*** EXCERPT TO READ ***

Chicago Sun-Times
Staff reports on all things politics - from City Hall to Springfield to Washington, D.C.

Rumblings of a deal: 14 days to the fiscal cliff

| No Comments | No TrackBacks




Fiscal Cliff Notes for Dec. 17, 2012
14 days to the fiscal cliff


SIGNS OF FISCAL CLIFF MOVEMENT

While the attention of the nation is on the Sandy Hook gun massacre, there are some signs of movement on the looming fiscal cliff deadline. Whether this results in a deal by the Dec. 31 deadline is not clear. The outlines of a deal--dealing with revenues and spending cuts--could still need to be taken in two steps rather than one, with the second coming next year with a new Congress.

Because of the Sandy Hook tragedy, I do not expect much public posturing today--or for the next few days--as the nation mourns with the families in Connecticut. In a strange way, the muted atmosphere may contribute to the debt, deficit and revenue conversation--to get the fiscal cliff matters over with before a renewed debate on gun control begins.

There won't be any campaign-style fiscal cliff events from the White House for a bit.

A SUMMARY OF WHAT A DEAL MAY BE

From the Associated Press: The offer, made Friday after a long impasse between Boehner, R-Ohio, and Obama, calls for about $450 billion in revenue from increasing the top rate on million-dollar-plus income from 35 percent to the Clinton-era rate of 39.6 percent.

*** End of EXCERPT TO READ ***

> _WHAT TO DO_: Continue the fiscal cliff column from the Chicago Sun-Times, picking up after its last sentence.

*** DATA SHOWN ***

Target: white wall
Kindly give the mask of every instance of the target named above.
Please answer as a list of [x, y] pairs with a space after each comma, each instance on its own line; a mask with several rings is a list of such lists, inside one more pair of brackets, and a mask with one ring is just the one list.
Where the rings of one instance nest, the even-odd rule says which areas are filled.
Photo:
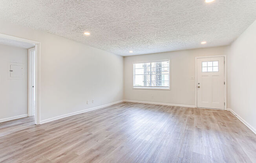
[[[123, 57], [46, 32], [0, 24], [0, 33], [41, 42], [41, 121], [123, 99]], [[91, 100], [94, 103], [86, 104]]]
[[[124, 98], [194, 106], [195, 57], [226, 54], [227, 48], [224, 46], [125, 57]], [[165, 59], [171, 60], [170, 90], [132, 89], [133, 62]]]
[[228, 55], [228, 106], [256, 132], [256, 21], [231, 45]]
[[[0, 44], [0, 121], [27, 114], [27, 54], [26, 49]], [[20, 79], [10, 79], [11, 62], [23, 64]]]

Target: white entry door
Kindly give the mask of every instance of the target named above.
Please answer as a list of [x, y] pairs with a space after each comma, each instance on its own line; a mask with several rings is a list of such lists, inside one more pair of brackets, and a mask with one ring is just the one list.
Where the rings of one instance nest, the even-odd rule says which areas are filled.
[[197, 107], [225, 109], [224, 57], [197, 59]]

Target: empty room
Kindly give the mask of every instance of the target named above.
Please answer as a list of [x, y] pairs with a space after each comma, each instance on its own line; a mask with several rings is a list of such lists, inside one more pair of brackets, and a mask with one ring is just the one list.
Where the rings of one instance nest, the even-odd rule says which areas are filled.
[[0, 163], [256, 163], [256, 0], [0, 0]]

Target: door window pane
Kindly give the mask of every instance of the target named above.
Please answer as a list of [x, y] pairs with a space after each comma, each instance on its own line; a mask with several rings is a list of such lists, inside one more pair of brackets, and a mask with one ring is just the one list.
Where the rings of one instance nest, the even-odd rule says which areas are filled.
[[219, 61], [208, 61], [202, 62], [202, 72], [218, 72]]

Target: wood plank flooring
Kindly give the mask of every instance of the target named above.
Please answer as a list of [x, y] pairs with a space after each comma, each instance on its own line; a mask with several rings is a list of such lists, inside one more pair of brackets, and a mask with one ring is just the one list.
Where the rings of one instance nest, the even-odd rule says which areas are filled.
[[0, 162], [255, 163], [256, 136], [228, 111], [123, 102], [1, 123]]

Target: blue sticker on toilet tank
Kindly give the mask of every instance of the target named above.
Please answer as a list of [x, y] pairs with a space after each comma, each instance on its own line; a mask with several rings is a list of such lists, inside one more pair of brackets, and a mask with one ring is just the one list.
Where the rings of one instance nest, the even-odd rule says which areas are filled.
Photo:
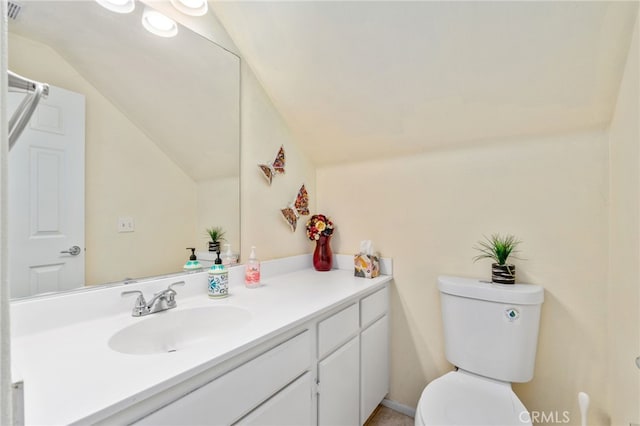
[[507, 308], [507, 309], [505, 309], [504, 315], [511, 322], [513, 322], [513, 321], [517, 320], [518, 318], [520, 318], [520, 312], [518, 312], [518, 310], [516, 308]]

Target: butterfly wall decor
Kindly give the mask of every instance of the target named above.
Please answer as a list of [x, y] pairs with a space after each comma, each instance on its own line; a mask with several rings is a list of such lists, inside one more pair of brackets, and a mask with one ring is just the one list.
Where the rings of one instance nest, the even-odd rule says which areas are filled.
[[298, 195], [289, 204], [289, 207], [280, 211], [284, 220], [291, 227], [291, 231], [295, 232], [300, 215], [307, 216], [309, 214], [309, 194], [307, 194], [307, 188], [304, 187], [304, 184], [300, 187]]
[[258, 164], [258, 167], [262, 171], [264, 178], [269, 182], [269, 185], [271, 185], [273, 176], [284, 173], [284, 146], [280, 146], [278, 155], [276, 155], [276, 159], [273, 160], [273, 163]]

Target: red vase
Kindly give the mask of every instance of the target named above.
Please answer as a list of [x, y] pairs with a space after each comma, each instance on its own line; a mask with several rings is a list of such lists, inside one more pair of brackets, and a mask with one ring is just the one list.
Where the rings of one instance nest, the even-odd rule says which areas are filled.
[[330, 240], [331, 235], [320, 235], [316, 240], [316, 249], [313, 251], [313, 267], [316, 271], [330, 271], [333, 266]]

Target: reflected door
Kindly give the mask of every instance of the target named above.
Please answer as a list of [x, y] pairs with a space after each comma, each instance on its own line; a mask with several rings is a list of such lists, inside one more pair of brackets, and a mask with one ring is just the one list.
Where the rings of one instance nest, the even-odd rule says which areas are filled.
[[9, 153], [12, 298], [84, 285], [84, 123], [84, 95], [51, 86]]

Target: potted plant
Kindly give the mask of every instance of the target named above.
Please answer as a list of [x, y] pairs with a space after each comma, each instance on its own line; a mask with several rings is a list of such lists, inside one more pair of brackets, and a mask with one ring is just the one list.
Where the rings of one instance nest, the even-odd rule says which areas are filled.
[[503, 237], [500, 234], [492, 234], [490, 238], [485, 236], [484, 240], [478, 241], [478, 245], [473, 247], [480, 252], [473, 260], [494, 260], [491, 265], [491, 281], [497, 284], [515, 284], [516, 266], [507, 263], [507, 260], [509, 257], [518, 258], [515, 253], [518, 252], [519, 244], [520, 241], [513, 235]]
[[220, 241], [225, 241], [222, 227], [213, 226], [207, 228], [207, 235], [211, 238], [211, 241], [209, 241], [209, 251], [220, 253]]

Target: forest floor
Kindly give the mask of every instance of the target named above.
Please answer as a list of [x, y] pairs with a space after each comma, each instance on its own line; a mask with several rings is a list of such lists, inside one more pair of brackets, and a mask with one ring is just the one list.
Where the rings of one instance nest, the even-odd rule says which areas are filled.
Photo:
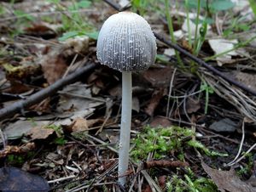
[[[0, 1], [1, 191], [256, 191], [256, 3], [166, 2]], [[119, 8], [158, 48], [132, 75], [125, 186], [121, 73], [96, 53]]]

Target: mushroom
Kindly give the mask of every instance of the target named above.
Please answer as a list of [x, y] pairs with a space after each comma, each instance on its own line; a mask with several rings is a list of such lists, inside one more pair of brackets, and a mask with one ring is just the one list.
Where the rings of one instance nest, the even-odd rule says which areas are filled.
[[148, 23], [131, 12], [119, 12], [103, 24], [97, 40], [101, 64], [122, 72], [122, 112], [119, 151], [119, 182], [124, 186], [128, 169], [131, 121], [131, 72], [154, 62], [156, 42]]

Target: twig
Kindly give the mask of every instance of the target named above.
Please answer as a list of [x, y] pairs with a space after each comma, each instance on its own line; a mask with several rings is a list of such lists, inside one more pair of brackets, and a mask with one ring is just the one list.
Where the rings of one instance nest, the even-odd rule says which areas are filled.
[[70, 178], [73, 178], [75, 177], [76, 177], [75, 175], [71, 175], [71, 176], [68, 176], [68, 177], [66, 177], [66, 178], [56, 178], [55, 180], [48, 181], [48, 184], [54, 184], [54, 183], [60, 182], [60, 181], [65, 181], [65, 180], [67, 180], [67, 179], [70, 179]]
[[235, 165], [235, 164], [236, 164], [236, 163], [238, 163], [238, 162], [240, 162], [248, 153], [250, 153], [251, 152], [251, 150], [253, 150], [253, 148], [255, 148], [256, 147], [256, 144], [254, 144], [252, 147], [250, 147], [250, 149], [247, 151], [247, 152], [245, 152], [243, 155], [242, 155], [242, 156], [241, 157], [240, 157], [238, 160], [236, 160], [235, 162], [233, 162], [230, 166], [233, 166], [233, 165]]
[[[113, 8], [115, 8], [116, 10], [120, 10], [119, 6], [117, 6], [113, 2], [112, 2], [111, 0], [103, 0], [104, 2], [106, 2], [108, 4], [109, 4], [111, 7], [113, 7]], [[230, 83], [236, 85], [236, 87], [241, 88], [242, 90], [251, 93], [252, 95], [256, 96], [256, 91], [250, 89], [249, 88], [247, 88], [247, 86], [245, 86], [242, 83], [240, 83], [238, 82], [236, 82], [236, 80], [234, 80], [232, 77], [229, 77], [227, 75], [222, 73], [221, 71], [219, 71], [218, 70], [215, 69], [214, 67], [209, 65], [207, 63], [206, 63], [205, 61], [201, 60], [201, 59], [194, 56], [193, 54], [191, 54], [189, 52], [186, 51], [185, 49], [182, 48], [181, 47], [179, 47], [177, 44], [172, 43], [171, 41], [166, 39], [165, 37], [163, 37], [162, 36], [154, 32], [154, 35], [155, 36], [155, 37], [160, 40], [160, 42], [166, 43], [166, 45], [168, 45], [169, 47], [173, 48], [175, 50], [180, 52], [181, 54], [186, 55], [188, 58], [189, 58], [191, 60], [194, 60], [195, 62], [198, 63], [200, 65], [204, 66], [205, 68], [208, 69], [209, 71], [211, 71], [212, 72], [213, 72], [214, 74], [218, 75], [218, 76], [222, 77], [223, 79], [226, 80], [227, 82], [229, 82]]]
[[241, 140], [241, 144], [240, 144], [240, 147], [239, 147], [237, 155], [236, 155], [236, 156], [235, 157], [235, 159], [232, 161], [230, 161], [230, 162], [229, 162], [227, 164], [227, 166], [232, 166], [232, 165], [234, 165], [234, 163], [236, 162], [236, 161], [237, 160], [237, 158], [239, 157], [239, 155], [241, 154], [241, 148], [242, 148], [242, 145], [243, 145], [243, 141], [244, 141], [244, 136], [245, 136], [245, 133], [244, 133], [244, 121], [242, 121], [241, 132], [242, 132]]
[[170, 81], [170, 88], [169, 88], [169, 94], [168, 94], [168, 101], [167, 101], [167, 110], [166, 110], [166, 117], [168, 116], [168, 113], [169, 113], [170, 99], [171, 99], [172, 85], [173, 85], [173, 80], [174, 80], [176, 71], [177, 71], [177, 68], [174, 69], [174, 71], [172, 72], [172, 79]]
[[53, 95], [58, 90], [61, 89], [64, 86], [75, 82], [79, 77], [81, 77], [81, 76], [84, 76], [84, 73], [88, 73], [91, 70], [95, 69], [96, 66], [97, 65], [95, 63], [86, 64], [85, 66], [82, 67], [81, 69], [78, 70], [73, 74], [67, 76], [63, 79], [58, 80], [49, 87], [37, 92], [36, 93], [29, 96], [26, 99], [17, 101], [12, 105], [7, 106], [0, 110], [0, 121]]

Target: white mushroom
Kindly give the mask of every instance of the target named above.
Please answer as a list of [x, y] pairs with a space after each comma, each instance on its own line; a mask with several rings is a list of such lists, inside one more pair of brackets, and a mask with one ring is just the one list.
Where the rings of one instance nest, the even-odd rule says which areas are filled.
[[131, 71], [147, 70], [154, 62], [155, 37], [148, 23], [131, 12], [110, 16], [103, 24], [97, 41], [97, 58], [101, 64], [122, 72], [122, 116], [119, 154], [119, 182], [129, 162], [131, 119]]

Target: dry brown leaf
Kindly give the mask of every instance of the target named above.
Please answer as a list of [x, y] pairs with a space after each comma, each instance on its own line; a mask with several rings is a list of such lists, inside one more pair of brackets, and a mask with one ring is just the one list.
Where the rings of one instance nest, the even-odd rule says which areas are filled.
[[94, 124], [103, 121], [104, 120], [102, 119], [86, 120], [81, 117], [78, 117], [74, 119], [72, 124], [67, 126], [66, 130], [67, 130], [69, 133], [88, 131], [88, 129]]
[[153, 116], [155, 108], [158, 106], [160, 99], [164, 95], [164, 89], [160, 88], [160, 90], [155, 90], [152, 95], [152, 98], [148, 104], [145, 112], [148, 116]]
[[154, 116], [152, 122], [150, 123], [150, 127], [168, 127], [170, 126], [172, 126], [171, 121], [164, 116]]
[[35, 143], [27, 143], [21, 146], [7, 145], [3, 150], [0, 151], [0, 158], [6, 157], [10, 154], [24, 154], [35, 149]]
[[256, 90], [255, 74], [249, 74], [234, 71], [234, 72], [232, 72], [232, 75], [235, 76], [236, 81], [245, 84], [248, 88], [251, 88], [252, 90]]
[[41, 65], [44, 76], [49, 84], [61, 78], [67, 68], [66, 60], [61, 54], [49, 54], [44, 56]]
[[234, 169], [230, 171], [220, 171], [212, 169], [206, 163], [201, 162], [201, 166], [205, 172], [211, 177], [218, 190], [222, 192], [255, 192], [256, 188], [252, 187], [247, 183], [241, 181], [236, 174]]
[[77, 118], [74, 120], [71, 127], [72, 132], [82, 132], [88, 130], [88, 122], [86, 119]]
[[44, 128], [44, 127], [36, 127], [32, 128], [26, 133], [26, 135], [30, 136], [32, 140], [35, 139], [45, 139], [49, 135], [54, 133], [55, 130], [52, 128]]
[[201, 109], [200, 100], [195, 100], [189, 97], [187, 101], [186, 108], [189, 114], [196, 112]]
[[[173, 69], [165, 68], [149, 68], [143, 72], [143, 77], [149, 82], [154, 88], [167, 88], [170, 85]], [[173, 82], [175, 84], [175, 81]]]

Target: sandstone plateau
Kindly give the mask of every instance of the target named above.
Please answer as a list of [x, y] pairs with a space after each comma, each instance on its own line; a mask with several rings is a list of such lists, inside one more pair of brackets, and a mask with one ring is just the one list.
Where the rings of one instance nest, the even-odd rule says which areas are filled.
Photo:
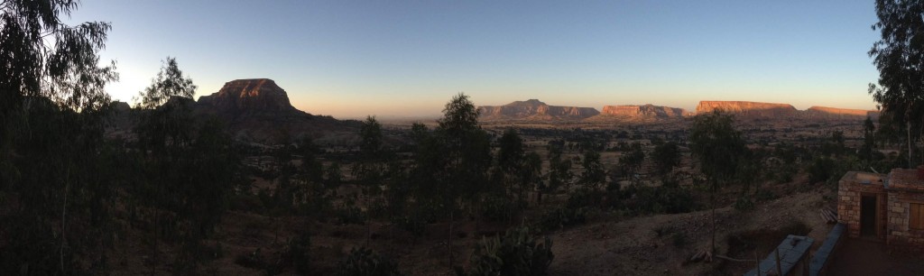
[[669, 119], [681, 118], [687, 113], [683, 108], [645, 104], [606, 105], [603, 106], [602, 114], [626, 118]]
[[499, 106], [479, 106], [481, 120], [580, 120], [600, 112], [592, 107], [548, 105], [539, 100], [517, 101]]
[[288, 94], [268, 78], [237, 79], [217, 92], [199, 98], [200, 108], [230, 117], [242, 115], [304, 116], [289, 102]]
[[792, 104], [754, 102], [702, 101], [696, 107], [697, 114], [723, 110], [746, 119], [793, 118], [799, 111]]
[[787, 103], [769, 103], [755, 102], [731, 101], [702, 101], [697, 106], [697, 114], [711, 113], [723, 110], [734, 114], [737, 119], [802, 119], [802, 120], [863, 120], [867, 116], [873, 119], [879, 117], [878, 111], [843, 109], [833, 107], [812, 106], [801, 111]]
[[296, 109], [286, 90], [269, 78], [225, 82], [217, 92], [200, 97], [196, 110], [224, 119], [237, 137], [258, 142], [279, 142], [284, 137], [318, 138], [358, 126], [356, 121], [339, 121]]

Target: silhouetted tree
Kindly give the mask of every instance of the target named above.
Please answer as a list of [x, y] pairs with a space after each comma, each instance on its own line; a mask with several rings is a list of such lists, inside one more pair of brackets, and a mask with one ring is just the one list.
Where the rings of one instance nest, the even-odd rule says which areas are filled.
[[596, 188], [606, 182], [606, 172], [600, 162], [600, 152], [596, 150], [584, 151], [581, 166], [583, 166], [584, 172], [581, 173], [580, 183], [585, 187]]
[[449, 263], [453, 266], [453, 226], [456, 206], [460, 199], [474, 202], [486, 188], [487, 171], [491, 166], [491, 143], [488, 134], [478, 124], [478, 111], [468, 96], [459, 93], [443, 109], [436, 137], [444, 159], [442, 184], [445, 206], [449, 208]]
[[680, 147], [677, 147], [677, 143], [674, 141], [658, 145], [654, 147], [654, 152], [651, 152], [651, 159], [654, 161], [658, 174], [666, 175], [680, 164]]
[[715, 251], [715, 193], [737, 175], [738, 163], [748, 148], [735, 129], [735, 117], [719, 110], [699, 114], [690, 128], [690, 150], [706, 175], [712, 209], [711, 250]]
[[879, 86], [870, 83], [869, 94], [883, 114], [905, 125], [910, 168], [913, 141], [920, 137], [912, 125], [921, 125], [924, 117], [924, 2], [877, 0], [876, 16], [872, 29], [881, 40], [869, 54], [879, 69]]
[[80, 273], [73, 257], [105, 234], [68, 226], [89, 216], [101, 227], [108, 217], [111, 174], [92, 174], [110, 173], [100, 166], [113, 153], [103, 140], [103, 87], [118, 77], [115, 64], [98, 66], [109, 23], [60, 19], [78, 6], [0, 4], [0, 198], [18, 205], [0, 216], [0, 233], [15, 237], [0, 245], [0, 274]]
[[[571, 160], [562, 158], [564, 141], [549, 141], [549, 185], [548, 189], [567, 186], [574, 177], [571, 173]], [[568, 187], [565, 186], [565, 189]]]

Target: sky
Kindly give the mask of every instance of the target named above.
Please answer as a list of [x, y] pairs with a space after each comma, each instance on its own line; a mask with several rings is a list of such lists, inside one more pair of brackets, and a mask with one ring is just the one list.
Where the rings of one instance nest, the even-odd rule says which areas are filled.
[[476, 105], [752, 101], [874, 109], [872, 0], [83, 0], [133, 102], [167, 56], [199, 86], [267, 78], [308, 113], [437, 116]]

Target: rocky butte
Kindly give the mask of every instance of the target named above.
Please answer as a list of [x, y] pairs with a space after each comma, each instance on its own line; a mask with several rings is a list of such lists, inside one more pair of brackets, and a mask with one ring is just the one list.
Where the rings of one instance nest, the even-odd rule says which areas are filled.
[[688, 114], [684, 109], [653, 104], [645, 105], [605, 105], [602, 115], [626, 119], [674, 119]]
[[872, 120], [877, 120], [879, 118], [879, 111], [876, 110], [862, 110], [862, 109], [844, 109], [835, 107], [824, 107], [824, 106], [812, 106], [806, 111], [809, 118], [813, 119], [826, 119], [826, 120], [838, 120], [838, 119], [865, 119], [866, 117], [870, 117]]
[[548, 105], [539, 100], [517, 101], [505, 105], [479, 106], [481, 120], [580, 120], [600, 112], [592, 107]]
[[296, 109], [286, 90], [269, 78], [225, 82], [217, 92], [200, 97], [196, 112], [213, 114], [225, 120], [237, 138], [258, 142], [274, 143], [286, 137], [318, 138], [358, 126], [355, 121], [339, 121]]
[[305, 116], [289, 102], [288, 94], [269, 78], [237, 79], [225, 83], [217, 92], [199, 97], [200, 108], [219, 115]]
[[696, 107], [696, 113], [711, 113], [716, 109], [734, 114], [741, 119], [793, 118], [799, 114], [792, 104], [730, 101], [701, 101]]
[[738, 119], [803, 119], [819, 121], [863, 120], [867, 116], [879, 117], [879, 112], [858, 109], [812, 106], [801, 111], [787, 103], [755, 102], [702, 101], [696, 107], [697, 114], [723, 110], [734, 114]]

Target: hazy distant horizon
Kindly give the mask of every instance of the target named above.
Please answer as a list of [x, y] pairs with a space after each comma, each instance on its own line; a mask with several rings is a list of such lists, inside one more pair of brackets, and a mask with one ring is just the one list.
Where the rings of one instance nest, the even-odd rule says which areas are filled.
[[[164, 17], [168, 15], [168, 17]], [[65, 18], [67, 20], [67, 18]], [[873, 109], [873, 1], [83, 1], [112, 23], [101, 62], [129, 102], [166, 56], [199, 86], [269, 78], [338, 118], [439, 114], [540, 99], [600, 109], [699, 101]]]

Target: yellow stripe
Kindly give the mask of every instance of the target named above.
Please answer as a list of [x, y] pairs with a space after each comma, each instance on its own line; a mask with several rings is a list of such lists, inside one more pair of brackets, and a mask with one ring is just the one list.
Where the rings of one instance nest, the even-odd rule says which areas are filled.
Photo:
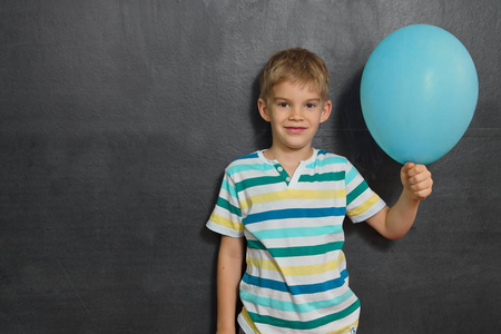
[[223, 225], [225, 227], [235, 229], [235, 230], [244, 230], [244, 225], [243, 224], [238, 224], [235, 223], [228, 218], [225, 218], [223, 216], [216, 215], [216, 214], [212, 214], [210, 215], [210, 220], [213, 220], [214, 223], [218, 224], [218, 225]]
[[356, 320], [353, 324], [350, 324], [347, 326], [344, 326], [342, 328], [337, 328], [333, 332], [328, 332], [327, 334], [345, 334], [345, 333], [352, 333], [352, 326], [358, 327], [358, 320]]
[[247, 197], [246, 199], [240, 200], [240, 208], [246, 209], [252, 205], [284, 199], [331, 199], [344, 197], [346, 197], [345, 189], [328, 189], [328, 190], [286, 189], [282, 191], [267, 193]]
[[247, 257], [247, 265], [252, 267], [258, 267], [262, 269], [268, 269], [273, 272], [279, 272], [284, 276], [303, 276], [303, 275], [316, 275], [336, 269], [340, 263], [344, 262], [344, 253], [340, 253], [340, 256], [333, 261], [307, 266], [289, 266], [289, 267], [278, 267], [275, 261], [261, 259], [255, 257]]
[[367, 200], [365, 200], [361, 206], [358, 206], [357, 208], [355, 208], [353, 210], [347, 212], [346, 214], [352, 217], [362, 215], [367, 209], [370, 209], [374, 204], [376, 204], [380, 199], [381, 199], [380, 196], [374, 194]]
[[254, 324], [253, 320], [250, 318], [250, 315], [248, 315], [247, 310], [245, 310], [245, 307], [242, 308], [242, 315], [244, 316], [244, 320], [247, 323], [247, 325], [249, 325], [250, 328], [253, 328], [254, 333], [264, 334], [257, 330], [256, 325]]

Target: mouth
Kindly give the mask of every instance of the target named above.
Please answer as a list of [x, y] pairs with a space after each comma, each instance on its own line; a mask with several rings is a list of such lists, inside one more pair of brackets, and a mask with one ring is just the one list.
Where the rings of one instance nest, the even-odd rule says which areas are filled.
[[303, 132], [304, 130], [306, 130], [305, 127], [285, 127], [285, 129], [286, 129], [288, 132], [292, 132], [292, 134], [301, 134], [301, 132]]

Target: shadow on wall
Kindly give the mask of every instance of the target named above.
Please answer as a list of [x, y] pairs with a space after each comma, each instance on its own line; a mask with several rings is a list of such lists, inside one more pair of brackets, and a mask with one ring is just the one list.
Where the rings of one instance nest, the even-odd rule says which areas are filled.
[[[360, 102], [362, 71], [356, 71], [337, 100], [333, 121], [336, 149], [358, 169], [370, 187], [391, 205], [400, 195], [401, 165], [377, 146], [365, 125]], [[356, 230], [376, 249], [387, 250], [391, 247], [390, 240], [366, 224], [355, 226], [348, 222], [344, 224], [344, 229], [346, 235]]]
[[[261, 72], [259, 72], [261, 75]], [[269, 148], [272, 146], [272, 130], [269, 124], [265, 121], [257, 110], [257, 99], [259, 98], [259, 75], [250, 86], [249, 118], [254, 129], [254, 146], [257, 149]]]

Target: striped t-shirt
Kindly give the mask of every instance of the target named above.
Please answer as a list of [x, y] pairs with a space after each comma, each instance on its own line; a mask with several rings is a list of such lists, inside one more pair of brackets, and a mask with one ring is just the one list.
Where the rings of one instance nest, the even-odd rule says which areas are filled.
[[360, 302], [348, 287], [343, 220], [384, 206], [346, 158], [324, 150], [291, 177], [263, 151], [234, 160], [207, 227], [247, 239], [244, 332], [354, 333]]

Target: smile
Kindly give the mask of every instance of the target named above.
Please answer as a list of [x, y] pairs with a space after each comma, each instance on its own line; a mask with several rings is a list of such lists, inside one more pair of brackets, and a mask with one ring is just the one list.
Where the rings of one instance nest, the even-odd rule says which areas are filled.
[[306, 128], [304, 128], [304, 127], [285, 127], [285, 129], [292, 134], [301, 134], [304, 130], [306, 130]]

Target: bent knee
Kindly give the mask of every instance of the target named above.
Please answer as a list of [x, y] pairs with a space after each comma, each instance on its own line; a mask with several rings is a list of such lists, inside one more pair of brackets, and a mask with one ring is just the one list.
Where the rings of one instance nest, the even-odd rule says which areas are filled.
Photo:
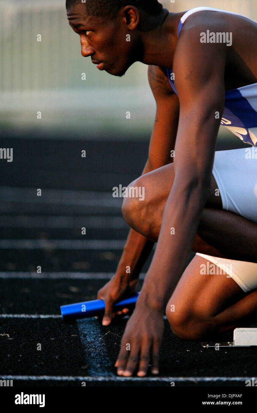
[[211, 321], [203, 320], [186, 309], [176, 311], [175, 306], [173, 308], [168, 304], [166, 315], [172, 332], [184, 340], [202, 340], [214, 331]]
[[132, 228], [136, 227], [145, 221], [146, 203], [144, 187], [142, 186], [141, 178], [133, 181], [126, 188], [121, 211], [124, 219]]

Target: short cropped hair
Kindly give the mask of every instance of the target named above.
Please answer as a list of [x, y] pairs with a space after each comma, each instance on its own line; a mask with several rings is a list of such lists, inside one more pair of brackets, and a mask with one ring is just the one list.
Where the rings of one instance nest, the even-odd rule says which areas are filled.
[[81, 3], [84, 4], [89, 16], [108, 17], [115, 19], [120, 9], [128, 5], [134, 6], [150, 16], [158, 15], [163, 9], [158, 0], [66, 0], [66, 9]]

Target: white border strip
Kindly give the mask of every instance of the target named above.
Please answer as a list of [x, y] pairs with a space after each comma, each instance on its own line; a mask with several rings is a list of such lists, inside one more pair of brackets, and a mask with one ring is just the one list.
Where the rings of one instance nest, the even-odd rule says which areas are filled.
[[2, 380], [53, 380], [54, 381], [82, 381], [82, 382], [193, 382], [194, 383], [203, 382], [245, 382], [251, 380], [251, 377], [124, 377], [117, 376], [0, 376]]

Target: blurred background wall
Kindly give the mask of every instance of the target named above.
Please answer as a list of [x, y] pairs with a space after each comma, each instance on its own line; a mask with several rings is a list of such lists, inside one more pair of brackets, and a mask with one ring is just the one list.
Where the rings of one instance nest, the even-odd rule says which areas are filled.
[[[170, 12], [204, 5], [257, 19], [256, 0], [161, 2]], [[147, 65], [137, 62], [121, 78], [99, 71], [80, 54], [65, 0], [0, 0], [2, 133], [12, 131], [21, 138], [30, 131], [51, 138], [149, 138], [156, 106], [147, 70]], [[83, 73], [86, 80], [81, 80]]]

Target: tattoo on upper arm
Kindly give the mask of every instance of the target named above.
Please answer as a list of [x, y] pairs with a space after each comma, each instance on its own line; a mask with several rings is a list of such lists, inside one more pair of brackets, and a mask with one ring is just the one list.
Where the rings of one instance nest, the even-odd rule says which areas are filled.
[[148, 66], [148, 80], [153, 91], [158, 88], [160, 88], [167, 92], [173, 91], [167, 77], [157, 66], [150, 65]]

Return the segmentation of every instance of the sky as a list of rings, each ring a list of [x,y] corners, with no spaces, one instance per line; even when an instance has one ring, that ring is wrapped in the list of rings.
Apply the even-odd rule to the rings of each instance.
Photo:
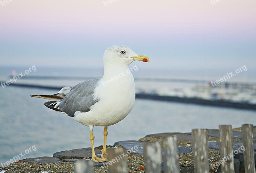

*** End of DATA SHOWN ***

> _FINAL ANSWER_:
The additional revenue required to meet the $1 trillion target would be collected through a rewrite of the tax code next year and by slowing the inflation adjustments made to tax brackets.

In return, Boehner is asking for $1 trillion in spending cuts from government benefit programs like Medicare. Those cuts would defer most of a painful set of across-the-board spending cuts set to slash many domestic programs and the Pentagon budget by 8-9 percent, starting in January.

MOVEMENT ON DEBT LIMIT CEILING?

President Barack Obama is linking resolution of fiscal cliff tax-and-spending measures to his demand for Congress to getting rid of the debt ceiling. House Speaker John Boehner (R-Ohio) has said no way.

On Sunday night, after the Washington Post came out with a story that Boehner would--as part of a deal--suspend it for a year--his office issued an artfully worded statement:

"Folks - I know most of you are rightly covering the Newtown tragedy tonight. For those of you still paying attention to the fiscal cliff, a quick note on the debt limit. The Washington Post has pushed out a highly misleading story tonight. As you all have learned over the last two years, we have a single, simple principle when it comes to the debt limit: increases are tied directly to how much spending the President is willing to cut. This principle remains unchanged and should not surprise anyone who has covered this debate. If you're being asked to look into this - again, highly misleading - story, please feel free to use the quote here, which has been added:

"Our position has not changed," Boehner spokesman Michael S. Steel said Sunday. "Any debt limit increase would require cuts and reforms of a greater amount."


The lead from the Post:

"House Speaker John A. Boehner has offered to push any fight over the federal debt limit off for a year, a concession that would deprive Republicans of leverage in the budget battle but is breathing new life into stalled talks over the year-end "fiscal cliff."